> Required action: Update these lines by changing every "positive clicks" to "include clicks" and leaving everything else as it is.
═════ Data to examine
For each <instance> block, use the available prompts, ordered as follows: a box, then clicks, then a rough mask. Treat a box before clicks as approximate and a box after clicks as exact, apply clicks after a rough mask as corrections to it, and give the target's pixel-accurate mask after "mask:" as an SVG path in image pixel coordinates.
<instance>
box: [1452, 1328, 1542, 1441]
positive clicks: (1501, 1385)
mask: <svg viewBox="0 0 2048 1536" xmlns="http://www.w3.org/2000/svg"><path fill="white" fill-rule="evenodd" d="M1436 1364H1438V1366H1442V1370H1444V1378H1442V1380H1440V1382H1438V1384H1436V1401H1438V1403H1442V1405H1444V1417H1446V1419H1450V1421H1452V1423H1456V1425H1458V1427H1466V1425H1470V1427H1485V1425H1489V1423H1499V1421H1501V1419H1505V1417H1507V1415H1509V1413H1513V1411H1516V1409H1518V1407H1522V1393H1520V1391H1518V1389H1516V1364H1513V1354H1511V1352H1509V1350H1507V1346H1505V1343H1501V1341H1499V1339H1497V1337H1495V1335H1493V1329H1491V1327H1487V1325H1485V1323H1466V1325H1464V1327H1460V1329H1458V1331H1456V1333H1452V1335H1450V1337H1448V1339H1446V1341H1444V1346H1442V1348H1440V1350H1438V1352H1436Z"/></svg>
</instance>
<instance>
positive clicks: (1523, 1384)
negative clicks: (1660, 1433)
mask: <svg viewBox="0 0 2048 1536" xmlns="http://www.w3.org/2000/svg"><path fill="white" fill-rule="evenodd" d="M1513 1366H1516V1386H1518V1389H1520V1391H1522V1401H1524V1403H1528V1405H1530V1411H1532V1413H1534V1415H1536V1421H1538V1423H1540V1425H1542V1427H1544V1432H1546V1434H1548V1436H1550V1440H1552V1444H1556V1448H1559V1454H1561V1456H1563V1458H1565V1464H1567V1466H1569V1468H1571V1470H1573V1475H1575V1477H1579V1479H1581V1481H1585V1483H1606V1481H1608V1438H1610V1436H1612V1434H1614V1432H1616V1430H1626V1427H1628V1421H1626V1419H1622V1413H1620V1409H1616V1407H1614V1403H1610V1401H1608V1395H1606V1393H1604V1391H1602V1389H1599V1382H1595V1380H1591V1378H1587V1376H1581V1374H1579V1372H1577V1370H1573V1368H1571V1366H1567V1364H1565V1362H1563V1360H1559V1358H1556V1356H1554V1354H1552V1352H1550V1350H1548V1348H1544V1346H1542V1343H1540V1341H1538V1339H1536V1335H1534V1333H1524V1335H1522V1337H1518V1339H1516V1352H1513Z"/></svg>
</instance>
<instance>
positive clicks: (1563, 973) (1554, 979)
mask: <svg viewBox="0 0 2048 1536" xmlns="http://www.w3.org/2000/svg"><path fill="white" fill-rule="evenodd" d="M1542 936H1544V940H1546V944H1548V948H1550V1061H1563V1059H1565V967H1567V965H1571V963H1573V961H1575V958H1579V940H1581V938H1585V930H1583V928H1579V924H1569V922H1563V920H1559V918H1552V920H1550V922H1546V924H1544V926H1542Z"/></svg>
══════════
> Task output:
For each <instance> block, use the available prompts, ordered as follows: a box, then clicks, then a rough mask. Treat a box before clicks as approximate and a box after clicks as exact, apply clicks after a rough mask as corrections to it, and give the target's pixel-accurate mask after "mask:" as an SVG path in image pixel coordinates.
<instance>
box: [1452, 1328, 1542, 1441]
include clicks: (1501, 1385)
mask: <svg viewBox="0 0 2048 1536" xmlns="http://www.w3.org/2000/svg"><path fill="white" fill-rule="evenodd" d="M1436 1364H1438V1366H1442V1370H1444V1378H1442V1380H1440V1382H1438V1384H1436V1401H1438V1403H1442V1405H1444V1417H1446V1419H1450V1421H1452V1423H1456V1425H1458V1427H1466V1425H1470V1427H1485V1425H1489V1423H1499V1421H1501V1419H1505V1417H1507V1415H1509V1413H1513V1411H1516V1409H1518V1407H1522V1393H1520V1391H1518V1389H1516V1364H1513V1354H1511V1352H1509V1350H1507V1346H1505V1343H1501V1341H1499V1339H1497V1337H1495V1335H1493V1329H1491V1327H1487V1325H1485V1323H1466V1325H1464V1327H1460V1329H1458V1331H1456V1333H1452V1335H1450V1337H1448V1339H1446V1341H1444V1346H1442V1348H1440V1350H1438V1352H1436Z"/></svg>
</instance>
<instance>
include clicks: (1523, 1384)
negative clicks: (1660, 1433)
mask: <svg viewBox="0 0 2048 1536" xmlns="http://www.w3.org/2000/svg"><path fill="white" fill-rule="evenodd" d="M1513 1366H1516V1386H1518V1389H1520V1391H1522V1401H1524V1403H1528V1405H1530V1411H1532V1413H1534V1415H1536V1421H1538V1423H1540V1425H1542V1427H1544V1432H1546V1434H1548V1436H1550V1440H1552V1444H1556V1448H1559V1454H1561V1456H1563V1458H1565V1464H1567V1466H1569V1468H1571V1470H1573V1475H1575V1477H1579V1479H1581V1481H1585V1483H1606V1481H1608V1438H1610V1436H1612V1434H1614V1432H1616V1430H1626V1427H1628V1421H1626V1419H1622V1413H1620V1409H1616V1407H1614V1403H1610V1401H1608V1395H1606V1393H1604V1391H1602V1389H1599V1382H1595V1380H1591V1378H1587V1376H1581V1374H1579V1372H1577V1370H1573V1368H1571V1366H1567V1364H1565V1362H1563V1360H1559V1358H1556V1356H1554V1354H1552V1352H1550V1350H1548V1348H1544V1346H1542V1343H1540V1341H1538V1339H1536V1335H1534V1333H1524V1335H1522V1337H1518V1339H1516V1352H1513Z"/></svg>
</instance>
<instance>
include clicks: (1563, 973) (1554, 979)
mask: <svg viewBox="0 0 2048 1536" xmlns="http://www.w3.org/2000/svg"><path fill="white" fill-rule="evenodd" d="M1542 936H1544V940H1546V944H1548V948H1550V1061H1563V1059H1565V967H1567V965H1571V963H1573V961H1575V958H1579V940H1581V938H1585V930H1583V928H1579V924H1569V922H1563V920H1559V918H1552V920H1550V922H1546V924H1544V926H1542Z"/></svg>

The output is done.